- [COMPLETE THE FOLLOWING]:
(A) Reproduce a passage from the Slack notifications guide without changes. Begin at the words "- Webhook URL: Stored" and stop after "Host down (InstanceDown)".
(B) From the Slack notifications guide, list every alert named under the critical alerts heading.

Slack Notifications Integration¶
Complete guide to Slack notifications for scandora.net infrastructure.
Overview¶
The #scandora-notifications Slack channel receives automated notifications from:
- Prometheus AlertManager - Infrastructure monitoring alerts
- GitHub - Repository events (commits, PRs, releases, issues)
Architecture¶
┌─────────────────────┐
│ Prometheus/Alert │
│ Manager │
│ (192.168.194.131) │
└──────────┬──────────┘
│
│ HTTPS POST
▼
┌─────────────────────┐ ┌─────────────────────┐
│ Slack Incoming │ │ GitHub │
│ Webhook │◀─────│ Repository │
│ (hooks.slack.com) │ │ (scandora/...net) │
└──────────┬──────────┘ └─────────────────────┘
│
▼
┌─────────────────────┐
│ #scandora- │
│ notifications │
│ (Slack) │
└─────────────────────┘
1. Prometheus/AlertManager → Slack¶
Configuration Status¶
✅ Deployed and Active (as of 2026-02-13)
- AlertManager: Running on dumbo (192.168.194.131:9093)
- Webhook URL: Stored in 1Password (
slack_webhook_scandora_notifications) - Channel: #scandora-notifications
- Ansible Role:
monitoring-stack
Alert Types¶
Warning Alerts (4-hour repeat):
- Host down (InstanceDown)
- High CPU/memory/disk usage
- Network issues
- ZeroTier connectivity problems
- Dev VM running too long (1 hour)
Critical Alerts (1-hour repeat):
- Multiple hosts down
- Critical resource exhaustion
- Gateway failures
- Dev VM running critically long (4 hours)
Message Format¶
Warning Example:
Critical Example:
Resolved Example:
Testing Alerts¶
# Stop node_exporter on a host to trigger alert
ssh dumbo "sudo systemctl stop node-exporter"

- [DATASET EXTRACT]:

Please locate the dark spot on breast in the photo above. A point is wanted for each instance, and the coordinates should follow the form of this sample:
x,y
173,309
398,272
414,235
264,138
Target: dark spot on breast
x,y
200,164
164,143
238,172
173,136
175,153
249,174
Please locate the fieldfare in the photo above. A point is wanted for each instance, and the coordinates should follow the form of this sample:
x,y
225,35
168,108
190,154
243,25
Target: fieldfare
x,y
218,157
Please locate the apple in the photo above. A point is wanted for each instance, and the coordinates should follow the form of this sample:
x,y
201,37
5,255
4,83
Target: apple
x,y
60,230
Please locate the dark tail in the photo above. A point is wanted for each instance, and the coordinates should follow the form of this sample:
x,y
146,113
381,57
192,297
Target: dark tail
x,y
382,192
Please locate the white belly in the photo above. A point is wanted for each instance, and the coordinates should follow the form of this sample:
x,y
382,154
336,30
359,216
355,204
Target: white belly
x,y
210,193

- [EXERCISE RESULTS]:
(A)
- Webhook URL: Stored in 1Password (
slack_webhook_scandora_notifications) - Channel: #scandora-notifications
- Ansible Role:
monitoring-stack
Alert Types¶
Warning Alerts (4-hour repeat):
- Host down (InstanceDown)

(B)
- Multiple hosts down
- Critical resource exhaustion
- Gateway failures
- Dev VM running critically long (4 hours)